Dataset items:
[start]
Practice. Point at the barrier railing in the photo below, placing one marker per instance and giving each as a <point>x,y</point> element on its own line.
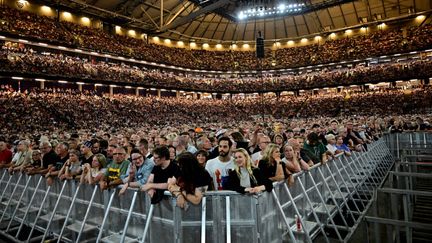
<point>408,142</point>
<point>401,208</point>
<point>329,201</point>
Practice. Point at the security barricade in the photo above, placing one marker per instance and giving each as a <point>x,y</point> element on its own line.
<point>325,203</point>
<point>401,208</point>
<point>412,143</point>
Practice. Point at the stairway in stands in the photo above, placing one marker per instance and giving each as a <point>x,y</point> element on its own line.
<point>422,211</point>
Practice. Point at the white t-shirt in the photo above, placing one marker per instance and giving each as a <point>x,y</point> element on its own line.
<point>256,157</point>
<point>223,168</point>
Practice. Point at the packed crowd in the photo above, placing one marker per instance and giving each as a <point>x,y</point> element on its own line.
<point>27,61</point>
<point>37,111</point>
<point>187,160</point>
<point>377,43</point>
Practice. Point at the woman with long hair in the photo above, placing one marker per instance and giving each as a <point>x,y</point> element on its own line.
<point>271,165</point>
<point>94,172</point>
<point>246,178</point>
<point>192,183</point>
<point>291,161</point>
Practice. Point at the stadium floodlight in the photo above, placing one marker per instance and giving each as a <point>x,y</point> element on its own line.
<point>259,10</point>
<point>242,15</point>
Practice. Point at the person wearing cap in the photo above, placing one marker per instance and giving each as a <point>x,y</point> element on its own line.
<point>5,153</point>
<point>138,172</point>
<point>35,162</point>
<point>219,166</point>
<point>115,169</point>
<point>86,152</point>
<point>262,145</point>
<point>163,169</point>
<point>22,157</point>
<point>316,148</point>
<point>49,158</point>
<point>331,144</point>
<point>71,168</point>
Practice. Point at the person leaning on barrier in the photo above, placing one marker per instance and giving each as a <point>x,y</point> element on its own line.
<point>245,178</point>
<point>316,148</point>
<point>341,146</point>
<point>71,168</point>
<point>272,167</point>
<point>22,157</point>
<point>115,169</point>
<point>193,181</point>
<point>219,166</point>
<point>62,150</point>
<point>138,171</point>
<point>162,171</point>
<point>35,162</point>
<point>93,173</point>
<point>49,158</point>
<point>5,153</point>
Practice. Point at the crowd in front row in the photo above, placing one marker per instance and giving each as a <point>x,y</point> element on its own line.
<point>246,157</point>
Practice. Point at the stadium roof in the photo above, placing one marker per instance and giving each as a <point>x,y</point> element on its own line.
<point>240,20</point>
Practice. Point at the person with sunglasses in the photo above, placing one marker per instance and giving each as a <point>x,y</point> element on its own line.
<point>115,169</point>
<point>138,171</point>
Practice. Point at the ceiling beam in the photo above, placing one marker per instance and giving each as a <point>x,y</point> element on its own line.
<point>195,15</point>
<point>180,11</point>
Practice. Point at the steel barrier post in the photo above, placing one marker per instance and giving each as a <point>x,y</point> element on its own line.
<point>19,202</point>
<point>106,215</point>
<point>123,237</point>
<point>87,213</point>
<point>316,216</point>
<point>203,219</point>
<point>68,213</point>
<point>28,207</point>
<point>10,198</point>
<point>308,238</point>
<point>54,210</point>
<point>39,212</point>
<point>148,220</point>
<point>293,239</point>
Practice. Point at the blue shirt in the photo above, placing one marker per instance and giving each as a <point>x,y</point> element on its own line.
<point>142,174</point>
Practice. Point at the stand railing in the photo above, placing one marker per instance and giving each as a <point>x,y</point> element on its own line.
<point>329,200</point>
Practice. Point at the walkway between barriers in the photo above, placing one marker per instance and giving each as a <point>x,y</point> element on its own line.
<point>329,201</point>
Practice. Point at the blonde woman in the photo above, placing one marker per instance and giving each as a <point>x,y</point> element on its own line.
<point>272,167</point>
<point>94,172</point>
<point>245,178</point>
<point>72,168</point>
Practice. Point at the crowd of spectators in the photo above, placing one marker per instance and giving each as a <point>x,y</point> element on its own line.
<point>376,43</point>
<point>156,144</point>
<point>59,65</point>
<point>37,111</point>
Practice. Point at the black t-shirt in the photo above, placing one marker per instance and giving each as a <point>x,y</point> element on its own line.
<point>84,160</point>
<point>59,164</point>
<point>50,158</point>
<point>162,176</point>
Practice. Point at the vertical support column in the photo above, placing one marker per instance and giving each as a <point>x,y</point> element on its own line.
<point>161,13</point>
<point>111,90</point>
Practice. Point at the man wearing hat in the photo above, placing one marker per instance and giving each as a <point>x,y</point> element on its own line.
<point>86,152</point>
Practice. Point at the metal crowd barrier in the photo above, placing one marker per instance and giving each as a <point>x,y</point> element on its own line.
<point>412,143</point>
<point>329,200</point>
<point>402,205</point>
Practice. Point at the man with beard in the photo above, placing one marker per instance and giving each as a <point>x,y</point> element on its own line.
<point>219,166</point>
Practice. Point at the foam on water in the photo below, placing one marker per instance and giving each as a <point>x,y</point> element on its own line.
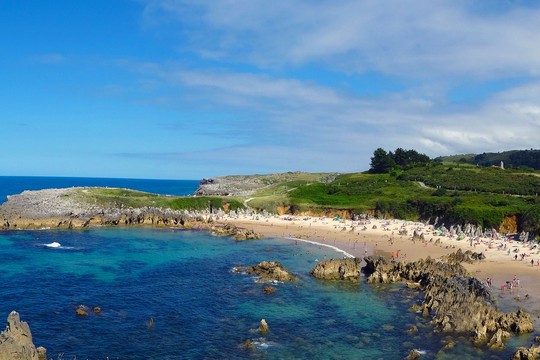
<point>54,244</point>
<point>183,281</point>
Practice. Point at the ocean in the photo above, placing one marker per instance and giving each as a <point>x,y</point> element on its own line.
<point>182,279</point>
<point>12,185</point>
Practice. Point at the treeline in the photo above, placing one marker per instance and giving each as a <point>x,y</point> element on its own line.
<point>382,161</point>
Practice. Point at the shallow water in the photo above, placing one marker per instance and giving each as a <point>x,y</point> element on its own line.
<point>183,280</point>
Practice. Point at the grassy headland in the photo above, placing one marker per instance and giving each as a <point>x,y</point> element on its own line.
<point>455,193</point>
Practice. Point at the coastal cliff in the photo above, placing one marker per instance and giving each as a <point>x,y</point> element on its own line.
<point>16,341</point>
<point>66,208</point>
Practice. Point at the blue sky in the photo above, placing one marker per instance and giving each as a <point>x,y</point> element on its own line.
<point>182,89</point>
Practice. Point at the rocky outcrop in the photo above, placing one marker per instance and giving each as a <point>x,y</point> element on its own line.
<point>263,327</point>
<point>236,232</point>
<point>271,271</point>
<point>69,209</point>
<point>245,185</point>
<point>457,302</point>
<point>532,353</point>
<point>16,341</point>
<point>338,269</point>
<point>467,256</point>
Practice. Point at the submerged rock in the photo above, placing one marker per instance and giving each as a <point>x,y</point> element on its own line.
<point>263,327</point>
<point>248,345</point>
<point>81,311</point>
<point>271,271</point>
<point>338,269</point>
<point>532,353</point>
<point>457,302</point>
<point>16,341</point>
<point>413,355</point>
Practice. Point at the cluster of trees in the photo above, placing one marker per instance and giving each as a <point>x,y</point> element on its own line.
<point>382,161</point>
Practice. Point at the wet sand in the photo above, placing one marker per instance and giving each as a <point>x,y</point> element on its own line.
<point>381,237</point>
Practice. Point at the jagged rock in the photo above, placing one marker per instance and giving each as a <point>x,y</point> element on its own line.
<point>263,327</point>
<point>379,270</point>
<point>16,341</point>
<point>248,345</point>
<point>532,353</point>
<point>81,311</point>
<point>338,269</point>
<point>413,329</point>
<point>497,340</point>
<point>413,285</point>
<point>42,353</point>
<point>413,355</point>
<point>458,303</point>
<point>270,271</point>
<point>236,232</point>
<point>467,256</point>
<point>450,344</point>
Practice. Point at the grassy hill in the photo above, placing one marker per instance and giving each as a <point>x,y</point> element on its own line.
<point>511,159</point>
<point>455,193</point>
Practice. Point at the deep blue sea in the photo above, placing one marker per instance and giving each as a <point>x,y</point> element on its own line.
<point>201,310</point>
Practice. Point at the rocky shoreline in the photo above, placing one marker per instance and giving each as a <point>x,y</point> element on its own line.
<point>456,302</point>
<point>16,341</point>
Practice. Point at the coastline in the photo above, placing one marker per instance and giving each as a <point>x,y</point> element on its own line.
<point>379,238</point>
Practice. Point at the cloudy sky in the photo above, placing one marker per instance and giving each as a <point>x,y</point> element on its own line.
<point>184,89</point>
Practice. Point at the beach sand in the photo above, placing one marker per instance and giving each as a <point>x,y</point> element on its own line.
<point>381,237</point>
[end]
- _Set task_: Render the records from the first line through the line containing "<point>242,15</point>" as a JSON list of strings, one string per line, with blank lines and pictures omitted.

- _Exercise output_:
[
  "Practice. Point at the barrier railing in the photo below, placing one marker per instance and giving each as a <point>x,y</point> element on its own line.",
  "<point>408,142</point>",
  "<point>401,208</point>",
  "<point>329,201</point>",
  "Practice. Point at the security barricade in the photo above, placing one marker per instance and giving each as a <point>x,y</point> element on its own line.",
  "<point>325,203</point>",
  "<point>401,208</point>",
  "<point>412,143</point>",
  "Practice. Point at the stairway in stands in the photo above, placing one marker per instance and giving each as a <point>x,y</point> element on its own line.",
  "<point>422,211</point>",
  "Practice. Point at the white t-shirt in the photo above, placing one marker per instance and giving each as a <point>x,y</point> element on its own line.",
  "<point>256,157</point>",
  "<point>223,168</point>",
  "Practice. Point at the packed crowd in the photo above, placing one marker per instance and giving each as a <point>x,y</point> element on its own line.",
  "<point>27,61</point>",
  "<point>37,111</point>",
  "<point>187,160</point>",
  "<point>377,43</point>",
  "Practice. Point at the woman with long hair in the photo above, placing one marker per instance and giving each as a <point>x,y</point> element on its own line.",
  "<point>271,165</point>",
  "<point>94,172</point>",
  "<point>246,178</point>",
  "<point>192,183</point>",
  "<point>291,161</point>",
  "Practice. Point at the stadium floodlight in the photo above, placing one marker per instance and giving each as a <point>x,y</point> element on its own line.",
  "<point>259,10</point>",
  "<point>242,15</point>"
]